**Provided text**
━━━━━━
Chapter 8.8, Problem 49P

(a)

To determine

The amount of heat lost to the surroundings.

Answer to Problem 49P

The amount of heat lost to the surroundings is $\text{2563}\text{kJ}$.

Explanation of Solution

Express the final volume of the air.

${\nu }_{a2}={\nu }_{a1}-{\nu }_w$ (I)

Here, initial volume of air is ${\nu }_{a1}$ and volume of water is ${\nu }_w$.

Express the mass of air in the large tank.

$m_a=\frac{P_1{\nu }_{a1}}{R{T}_{a1}}$ (II)

Here, initial pressure is $P_1$, universal gas constant of air is $R$ and initial temperature of air is $T_{a1}$.

Express the pressure of air at the final state.

$P_{a2}=\frac{m_{a}R{T}_{a2}}{{\nu }_{a2}}$ (III)

Here, final temperature of air is $T_{a2}$.

Express the mass of water.

$m_w={\rho }_w{\nu }_w$ (IV)

Here, density of water is ${\rho }_w$.

Express the amount of heat lost to the surroundings.

$Q_{\text{out}}=-\left[m_w{c}_w\left(T_2-T_{w1}\right)+m_a{c}_{va}\left(T_2-T_{a1}\right)\right]$ (V)

Here, specific heat of water is $c_w$, final temperature is $T_2$, initial temperature of water is $T_{w1}$, specific heat constant of air is $c_{va}$ and initial temperature of air is $T_{a1}$.

Conclusion:

Refer Table A-2, “ideal gas specific heats of various gases”, and write the properties of air at room temperature.

$\begin{array}{l}R=0.287\text{kPa}\cdot {\text{m}}^{\text{3}}/\text{kg}\cdot \text{K}\\ c_p=1.005\text{kJ}/\text{kg}\cdot \text{K}\\ c_{va}=0.718\text{kJ}/\text{kg}\cdot \text{K}\end{array}$

Refer Table A-3 (a), “properties of common liquids, solids and foods”, and write the properties of water at room temperature.

$\begin{array}{l}{\rho }_w=997\text{kg}/{\text{m}}^{\text{3}}\\ c_w=4.18\text{kJ}/\text{kg}\cdot \text{K}\end{array}$

Substitute $\text{0}\text{.04}{\text{m}}^{\text{3}}$ for ${\nu }_{a1}$ and $\text{15}\text{L}$ for ${\nu }_w$ in Equation (I).
━━━━━━
Point annotation records
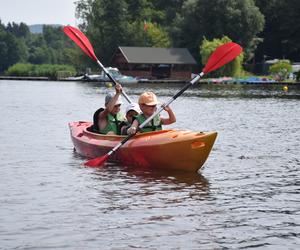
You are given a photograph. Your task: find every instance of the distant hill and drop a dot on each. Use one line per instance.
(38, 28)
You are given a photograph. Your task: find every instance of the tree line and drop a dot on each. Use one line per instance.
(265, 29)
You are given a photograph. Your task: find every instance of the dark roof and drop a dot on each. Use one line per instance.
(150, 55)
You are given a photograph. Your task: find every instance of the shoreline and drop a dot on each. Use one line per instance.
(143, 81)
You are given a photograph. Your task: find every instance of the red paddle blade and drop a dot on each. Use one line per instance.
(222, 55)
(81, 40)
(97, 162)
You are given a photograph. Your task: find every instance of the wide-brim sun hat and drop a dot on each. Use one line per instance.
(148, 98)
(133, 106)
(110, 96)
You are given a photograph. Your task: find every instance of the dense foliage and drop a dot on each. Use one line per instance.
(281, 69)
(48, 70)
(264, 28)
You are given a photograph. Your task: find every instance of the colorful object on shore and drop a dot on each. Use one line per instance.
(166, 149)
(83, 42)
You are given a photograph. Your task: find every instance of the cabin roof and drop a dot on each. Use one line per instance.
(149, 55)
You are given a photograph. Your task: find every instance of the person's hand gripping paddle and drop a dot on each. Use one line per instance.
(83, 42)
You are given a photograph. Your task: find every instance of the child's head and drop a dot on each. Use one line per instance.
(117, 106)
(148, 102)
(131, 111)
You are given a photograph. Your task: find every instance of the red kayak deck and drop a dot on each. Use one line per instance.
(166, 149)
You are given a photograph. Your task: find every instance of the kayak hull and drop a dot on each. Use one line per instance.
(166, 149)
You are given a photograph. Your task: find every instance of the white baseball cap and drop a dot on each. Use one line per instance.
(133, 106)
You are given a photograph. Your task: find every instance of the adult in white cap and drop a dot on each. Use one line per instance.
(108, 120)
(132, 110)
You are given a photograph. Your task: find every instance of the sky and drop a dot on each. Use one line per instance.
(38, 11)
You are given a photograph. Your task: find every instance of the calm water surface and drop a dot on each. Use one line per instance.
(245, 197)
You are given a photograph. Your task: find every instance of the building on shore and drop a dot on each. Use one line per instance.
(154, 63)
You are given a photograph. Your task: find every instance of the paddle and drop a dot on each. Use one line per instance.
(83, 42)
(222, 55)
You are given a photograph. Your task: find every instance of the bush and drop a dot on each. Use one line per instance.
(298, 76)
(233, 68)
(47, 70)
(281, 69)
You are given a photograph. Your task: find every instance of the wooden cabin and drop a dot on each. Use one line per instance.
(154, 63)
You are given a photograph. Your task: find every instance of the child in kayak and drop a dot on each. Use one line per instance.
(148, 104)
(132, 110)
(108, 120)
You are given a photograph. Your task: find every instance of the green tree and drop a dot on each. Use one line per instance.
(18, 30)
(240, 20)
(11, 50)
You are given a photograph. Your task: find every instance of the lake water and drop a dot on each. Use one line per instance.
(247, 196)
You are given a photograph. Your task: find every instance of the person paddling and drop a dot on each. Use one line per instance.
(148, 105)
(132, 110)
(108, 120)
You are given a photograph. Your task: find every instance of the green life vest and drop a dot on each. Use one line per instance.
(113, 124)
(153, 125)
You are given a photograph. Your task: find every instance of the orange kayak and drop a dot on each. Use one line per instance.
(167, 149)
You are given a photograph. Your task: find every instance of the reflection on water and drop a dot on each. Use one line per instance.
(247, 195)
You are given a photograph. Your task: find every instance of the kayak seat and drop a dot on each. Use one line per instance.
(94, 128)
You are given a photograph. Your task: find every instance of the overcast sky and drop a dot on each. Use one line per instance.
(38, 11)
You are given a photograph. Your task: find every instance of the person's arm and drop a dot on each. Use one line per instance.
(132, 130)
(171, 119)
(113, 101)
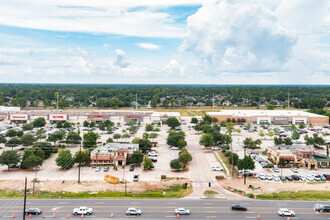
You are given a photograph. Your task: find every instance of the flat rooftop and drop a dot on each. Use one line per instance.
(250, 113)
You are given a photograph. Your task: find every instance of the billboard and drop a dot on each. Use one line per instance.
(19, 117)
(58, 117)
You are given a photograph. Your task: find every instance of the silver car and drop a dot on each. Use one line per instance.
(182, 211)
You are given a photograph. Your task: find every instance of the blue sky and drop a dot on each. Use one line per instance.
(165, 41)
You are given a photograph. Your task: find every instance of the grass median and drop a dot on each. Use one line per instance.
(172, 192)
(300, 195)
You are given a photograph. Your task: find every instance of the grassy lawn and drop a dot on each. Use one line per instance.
━━━━━━
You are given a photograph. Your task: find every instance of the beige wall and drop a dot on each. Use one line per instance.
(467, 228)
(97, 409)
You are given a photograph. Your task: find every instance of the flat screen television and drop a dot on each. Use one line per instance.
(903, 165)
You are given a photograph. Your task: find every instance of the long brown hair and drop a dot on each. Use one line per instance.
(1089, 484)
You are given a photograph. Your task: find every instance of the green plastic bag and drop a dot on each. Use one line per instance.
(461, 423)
━━━━━━
**Requests**
1/ In the heat-loss problem solution, begin at the words "To determine" and stop after "of the air.". Write that part out again, swapping "surroundings" for "environment".
2/ Write the next part of the heat-loss problem solution, picking up right after its last sentence.

**Set of answers**
1/
To determine

The amount of heat lost to the environment.

Answer to Problem 49P

The amount of heat lost to the environment is $\text{2563}\text{kJ}$.

Explanation of Solution

Express the final volume of the air.

2/
$\begin{array}{c}{\nu }_{a2}=\text{0}\text{.04}{\text{m}}^{\text{3}}-\text{15}\text{L}\\ =\text{0}\text{.04}{\text{m}}^{\text{3}}-\text{15}\text{L}\left[\frac{{\text{m}}^{\text{3}}}{\text{1000}\text{L}}\right]\\ =\text{0}\text{.04}{\text{m}}^{\text{3}}-0.015{\text{m}}^{\text{3}}\\ =0.025{\text{m}}^{\text{3}}\end{array}$

Substitute $\text{100}\text{kPa}$ for $P_1$, $\text{0}\text{.04}{\text{m}}^{\text{3}}$ for ${\nu }_{a1}$, $0.287\text{kPa}\cdot {\text{m}}^{\text{3}}/\text{kg}\cdot \text{K}$ for $R$ and $\text{22°C}$ for $T_{a1}$ in Equation (II).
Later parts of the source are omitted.